PROBLEM REQUIREMENTS
Retype the records word for word, starting at their first line and stopping after the line that contains "136 71 L 18".

[Stored items]
:::::

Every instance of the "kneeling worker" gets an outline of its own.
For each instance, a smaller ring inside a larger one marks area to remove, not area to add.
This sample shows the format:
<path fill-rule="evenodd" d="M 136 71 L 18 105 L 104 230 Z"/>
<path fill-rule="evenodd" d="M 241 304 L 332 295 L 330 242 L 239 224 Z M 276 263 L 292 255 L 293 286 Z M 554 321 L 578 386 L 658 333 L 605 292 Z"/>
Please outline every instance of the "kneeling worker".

:::::

FINAL RESULT
Every instance of the "kneeling worker" gets an outline of its own.
For each instance, a smaller ring inside a larger one marks area to remove, not area to add.
This sample shows the format:
<path fill-rule="evenodd" d="M 136 71 L 18 105 L 104 230 Z"/>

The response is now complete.